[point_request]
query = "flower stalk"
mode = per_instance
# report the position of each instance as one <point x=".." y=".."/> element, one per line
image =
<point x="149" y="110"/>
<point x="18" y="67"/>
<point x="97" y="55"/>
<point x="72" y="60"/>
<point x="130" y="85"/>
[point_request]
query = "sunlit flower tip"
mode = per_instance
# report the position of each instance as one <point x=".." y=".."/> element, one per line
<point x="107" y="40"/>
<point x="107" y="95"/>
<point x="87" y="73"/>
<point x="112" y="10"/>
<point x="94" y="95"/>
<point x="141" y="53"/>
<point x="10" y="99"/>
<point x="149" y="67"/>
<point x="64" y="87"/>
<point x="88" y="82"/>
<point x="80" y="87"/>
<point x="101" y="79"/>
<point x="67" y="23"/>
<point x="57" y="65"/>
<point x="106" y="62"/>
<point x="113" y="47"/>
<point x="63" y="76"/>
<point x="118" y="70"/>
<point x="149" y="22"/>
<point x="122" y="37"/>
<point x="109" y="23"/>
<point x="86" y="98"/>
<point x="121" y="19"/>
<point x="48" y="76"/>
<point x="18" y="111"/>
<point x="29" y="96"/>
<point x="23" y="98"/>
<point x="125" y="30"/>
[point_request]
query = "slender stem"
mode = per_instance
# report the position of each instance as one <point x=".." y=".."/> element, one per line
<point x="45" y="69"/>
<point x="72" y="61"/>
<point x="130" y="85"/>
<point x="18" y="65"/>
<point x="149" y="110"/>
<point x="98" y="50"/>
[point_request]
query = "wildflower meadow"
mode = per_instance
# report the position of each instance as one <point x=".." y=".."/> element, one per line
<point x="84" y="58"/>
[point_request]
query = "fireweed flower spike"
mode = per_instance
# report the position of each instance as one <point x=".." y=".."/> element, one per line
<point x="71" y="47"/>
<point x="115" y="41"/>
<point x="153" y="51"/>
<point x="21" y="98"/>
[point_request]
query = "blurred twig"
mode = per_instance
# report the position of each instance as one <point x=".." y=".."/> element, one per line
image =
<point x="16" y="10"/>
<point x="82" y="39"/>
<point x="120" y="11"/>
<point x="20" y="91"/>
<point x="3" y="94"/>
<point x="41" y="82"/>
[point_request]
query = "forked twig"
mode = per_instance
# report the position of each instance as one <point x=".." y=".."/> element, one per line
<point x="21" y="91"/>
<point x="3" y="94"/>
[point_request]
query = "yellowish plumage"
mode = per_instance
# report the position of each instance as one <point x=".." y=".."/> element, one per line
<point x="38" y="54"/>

________

TASK OBJECTIVE: For every record above, print an exact copy.

WRITTEN ANSWER:
[point_request]
query = "flower stalk"
mode = per_instance
# report the position of each instance as one <point x=".." y=".."/> element, one per line
image =
<point x="149" y="110"/>
<point x="18" y="67"/>
<point x="97" y="55"/>
<point x="72" y="60"/>
<point x="130" y="85"/>
[point_request]
query = "sunlit flower tip"
mode = per_instance
# report the position of each instance as one <point x=".." y=".."/> element, one per line
<point x="107" y="40"/>
<point x="107" y="95"/>
<point x="87" y="73"/>
<point x="112" y="10"/>
<point x="94" y="95"/>
<point x="141" y="53"/>
<point x="10" y="99"/>
<point x="149" y="67"/>
<point x="64" y="87"/>
<point x="88" y="82"/>
<point x="80" y="87"/>
<point x="101" y="79"/>
<point x="67" y="23"/>
<point x="57" y="65"/>
<point x="106" y="62"/>
<point x="113" y="47"/>
<point x="63" y="76"/>
<point x="118" y="70"/>
<point x="149" y="22"/>
<point x="122" y="37"/>
<point x="109" y="23"/>
<point x="86" y="98"/>
<point x="121" y="19"/>
<point x="48" y="76"/>
<point x="18" y="111"/>
<point x="29" y="96"/>
<point x="23" y="98"/>
<point x="125" y="30"/>
[point_request]
query = "slender stem"
mode = per_instance
# report the position of each instance as one <point x=".." y=".."/> element, one per line
<point x="45" y="69"/>
<point x="72" y="61"/>
<point x="130" y="85"/>
<point x="18" y="65"/>
<point x="149" y="110"/>
<point x="98" y="50"/>
[point_request]
query = "wildflower meadow"
mode = per_instance
# report the position of each instance as one <point x=".." y=".."/> element, one per line
<point x="84" y="58"/>
[point_request]
query = "fireweed flower spike"
mode = per_instance
# report the position of each instance as one <point x=".." y=".."/> element, one per line
<point x="71" y="47"/>
<point x="115" y="41"/>
<point x="153" y="51"/>
<point x="21" y="98"/>
[point_request]
query = "blurred twig"
mode = per_instance
# report the position of each instance as one <point x=".." y=".."/> element, one per line
image =
<point x="16" y="10"/>
<point x="82" y="39"/>
<point x="120" y="11"/>
<point x="20" y="91"/>
<point x="3" y="94"/>
<point x="41" y="82"/>
[point_request]
query = "forked twig"
mode = per_instance
# report the position of each instance as one <point x=".." y=".."/> element, one per line
<point x="21" y="91"/>
<point x="3" y="94"/>
[point_request]
query = "yellowish plumage"
mode = per_instance
# report the position of each instance as one <point x=".." y=".."/> element, one per line
<point x="38" y="54"/>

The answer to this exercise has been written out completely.